● WHAT YOU SHOULD DO
Continue the reader comments page on ethically sourced food and clothing, picking up after its last sentence.

---------- DOCUMENT SECTION ----------

What You Thought

March 21st, 2016

Reader comments since the last issue:




Where Food Comes FromI was thrilled to see the cover story on the exemplary work of the Coalition of Immokalee Workers. Sadly, though, worker injustice is not limited to either tomatoes or Florida. In the last year or two alone, major newspapers have highlighted poor conditions of myriad sorts on Mexican farms, slavery on fishing boats, child slavery in cocoa farms, and continuing dangers for apparel workers two years after the 2013 Rana Plaza disaster in Bangladesh—all of whose products end up in U.S. stores.


I cannot implore my fellow Brown alums enough to consider the conditions under which their food and clothing are produced, and buy with these conditions in mind. The easiest way is to look for certification labels: Fair Food is one; Fair Trade USA is another and extends to coffee, cocoa, tea, a variety of produce, coconut, fish, apparel, and other categories. (Full disclosure: I just finished a fifteen-month stint working at Fair Trade USA, but I am not speaking on behalf of that organization). Even better is to ask your stores to stock more of these products. While the market for ethically sourced products has grown significantly, it is still a minuscule percentage of the total. Can we, as consumers, leave a better legacy than that?

---------- DATA ----------

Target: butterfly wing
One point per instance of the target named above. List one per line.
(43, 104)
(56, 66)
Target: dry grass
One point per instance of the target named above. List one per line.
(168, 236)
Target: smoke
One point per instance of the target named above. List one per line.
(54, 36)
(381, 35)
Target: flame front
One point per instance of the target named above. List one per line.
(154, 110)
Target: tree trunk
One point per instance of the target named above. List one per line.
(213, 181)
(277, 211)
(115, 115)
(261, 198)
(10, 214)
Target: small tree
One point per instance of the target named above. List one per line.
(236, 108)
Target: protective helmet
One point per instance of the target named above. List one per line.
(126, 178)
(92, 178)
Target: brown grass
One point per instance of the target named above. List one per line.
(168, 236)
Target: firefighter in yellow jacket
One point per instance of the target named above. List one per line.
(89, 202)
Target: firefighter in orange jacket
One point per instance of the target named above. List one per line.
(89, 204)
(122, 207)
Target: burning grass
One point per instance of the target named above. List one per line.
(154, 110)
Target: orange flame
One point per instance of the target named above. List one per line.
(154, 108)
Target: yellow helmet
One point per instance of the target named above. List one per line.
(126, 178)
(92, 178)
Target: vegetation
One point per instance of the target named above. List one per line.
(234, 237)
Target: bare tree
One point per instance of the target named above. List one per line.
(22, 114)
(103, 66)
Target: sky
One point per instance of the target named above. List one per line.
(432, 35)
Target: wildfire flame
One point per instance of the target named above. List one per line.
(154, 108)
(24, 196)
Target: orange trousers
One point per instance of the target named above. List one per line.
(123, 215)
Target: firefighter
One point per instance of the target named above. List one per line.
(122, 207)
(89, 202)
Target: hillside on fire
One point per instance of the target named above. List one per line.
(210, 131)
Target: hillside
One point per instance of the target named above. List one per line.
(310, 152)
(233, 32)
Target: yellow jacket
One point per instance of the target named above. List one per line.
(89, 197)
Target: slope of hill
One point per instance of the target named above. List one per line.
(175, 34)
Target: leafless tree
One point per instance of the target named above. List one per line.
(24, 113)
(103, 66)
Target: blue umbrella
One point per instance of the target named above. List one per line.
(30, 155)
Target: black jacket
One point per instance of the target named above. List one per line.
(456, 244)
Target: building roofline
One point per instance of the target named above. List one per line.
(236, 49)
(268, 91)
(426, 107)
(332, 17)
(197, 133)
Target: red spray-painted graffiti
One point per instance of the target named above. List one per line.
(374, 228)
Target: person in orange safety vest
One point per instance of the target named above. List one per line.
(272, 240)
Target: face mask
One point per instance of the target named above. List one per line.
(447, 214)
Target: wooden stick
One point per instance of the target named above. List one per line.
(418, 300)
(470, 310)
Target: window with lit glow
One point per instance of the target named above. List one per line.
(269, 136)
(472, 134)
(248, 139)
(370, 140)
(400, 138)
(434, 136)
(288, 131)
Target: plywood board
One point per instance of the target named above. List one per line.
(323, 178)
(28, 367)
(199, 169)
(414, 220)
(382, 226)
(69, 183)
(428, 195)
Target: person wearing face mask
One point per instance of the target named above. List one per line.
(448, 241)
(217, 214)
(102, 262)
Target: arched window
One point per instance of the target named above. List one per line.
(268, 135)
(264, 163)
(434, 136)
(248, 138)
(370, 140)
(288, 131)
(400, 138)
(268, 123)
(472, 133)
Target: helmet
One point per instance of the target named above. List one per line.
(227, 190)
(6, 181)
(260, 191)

----------

● TASK ANSWER
Let’s use our power as consumers to say no to these abuses.

Lee Anne Snedeker ’85
San Francisco

I am so appreciative that the BAM recognized the inspiring and tenacious work of Greg Asbed ’85 and Laura Germino ’84 in “Justice in the Fields.” Their leadership as two of the organizers of the Coalition of Immokalee Workers (CIW), as two of the architects of its effective strategies for galvanizing consumers for improving conditions for farm workers, highlights the long way we still have to go to treat these workers with the respect—and compensation—that they deserve.

It is worth pointing out that the strategies the CIW employs are similar to those of another farm worker organizing effort, the Farm Labor Organizing Committee (FLOC), founded by its president, Baldemar Velasquez, in Ohio in 1967. Among the FLOC’s achievements is a February 1986 precedent-setting three-way collective bargaining agreement among FLOC, growers, and Campbell Soup that provided wage increases, grievance resolution, health insurance, and committees to study pesticide safety, housing, health care, and day care issues. For the past eleven years, despite meager funding, FLOC has been challenging RJ Reynolds and the other major tobacco companies to demand changes in the tobacco fields. With the support of consumers, the general public, and faith communities, I believe that RJR will soon become a part of the solution.

W. David Austin
Durham, N.C.
The writer is a Brown parent.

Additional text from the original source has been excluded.